What you will do: In the forum discussion about adding a subpanel, rewrite the stretch from "Since you already" through "get 40-space/200A subpanels.", switching "basement" to "garage".

Text to read:
⟨
Everything I've read in various code sections seems to just say "where subject to damage," but I can't tell if this area in the unfinished basement is subject to damage or not.

Yeah, that will vary by the particular viewpoint of the AHJ. However if physical protection is required, you don't need to use electrical conduit, but if you do, make sure it actually provides the physical protection. Some types are not adequate. Nobody ever got red-flagged for using EMT.

You don't need a breaker actually

I am working on adding a sub-panel to my main panel. I have 200 amp service, and I am putting in a 175 amp subpanel (using this: HOM2175BB) and running 4/0-4/0-4/0-2/0 AL SER

NEC 310.15(B)(7) says no residential feeder ever needs to be larger than 83% of the SERVICE size. Your service size is 200A. 83% of that is 166A. 4/0AL is 180A wire.

That means 4/0 is adequate for your entire 200A service as well as ANY feeder to any panel running at any ampacity up to service size (200A).

Since you already have a 200A main breaker, you don't need another one. You can simply use a "Subfeed Lug Kit" (a breaker with no breaker) to tap the main panel.

Plus, if I ever decide that I need to upgrade to 400 amp service, hopefully, I can just reroute the extra 4/0 SER cable up to my meter and feed both 200 amp panels from there with minimal extra wiring.

Well, in that case, the 4/0 wire would not be sufficient. Remember your favorable derate comes off 83% of the service size, which will be 332A on a 400A service. Suddenly 4/0 wire is only good for 180A anymore. Easy answer: use 250 kcmil wire here.

to the other side of my basement into a HOM4080M200PCVP panel. This might be overkill,

No, not at all. We wish more people would get 40-space/200A subpanels.

Your new loads need to work in your Load Calculation

You need to follow NEC Article 220 and do a Load Calculation for the current and planned loads on your panel. Not some other method :)

Your service must be sufficient for the loads to be served, which is to say you're not allowed to overload the service based on the Article 220 Load Calc.

You need to do a Load Calc for each panel, but more importantly you need to do it for the whole service. I am concerned you are piling a lot of new load on, the load may not fit given your panels being full, and this may be unnecessary in any case.

60A is a misconception about EV charging

We get this a lot. You have every EV shipping with a travel charger intended to be used at RV parks, so it comes with an RV connector which is 50A. Then you get the Tesla Wall Connector which is dynamically programmable but maxes out at 60A circuit. And seems like everybody thinks they need a 50-60A circuit to have any hope of sensible level 2 charging at home.
⟩
Available data:
⟨
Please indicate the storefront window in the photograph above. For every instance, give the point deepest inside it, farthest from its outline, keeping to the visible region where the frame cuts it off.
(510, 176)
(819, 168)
⟩
Solution for this problem:
Since you already have a 200A main breaker, you don't need another one. You can simply use a "Subfeed Lug Kit" (a breaker with no breaker) to tap the main panel.

Plus, if I ever decide that I need to upgrade to 400 amp service, hopefully, I can just reroute the extra 4/0 SER cable up to my meter and feed both 200 amp panels from there with minimal extra wiring.

Well, in that case, the 4/0 wire would not be sufficient. Remember your favorable derate comes off 83% of the service size, which will be 332A on a 400A service. Suddenly 4/0 wire is only good for 180A anymore. Easy answer: use 250 kcmil wire here.

to the other side of my garage into a HOM4080M200PCVP panel. This might be overkill,

No, not at all. We wish more people would get 40-space/200A subpanels.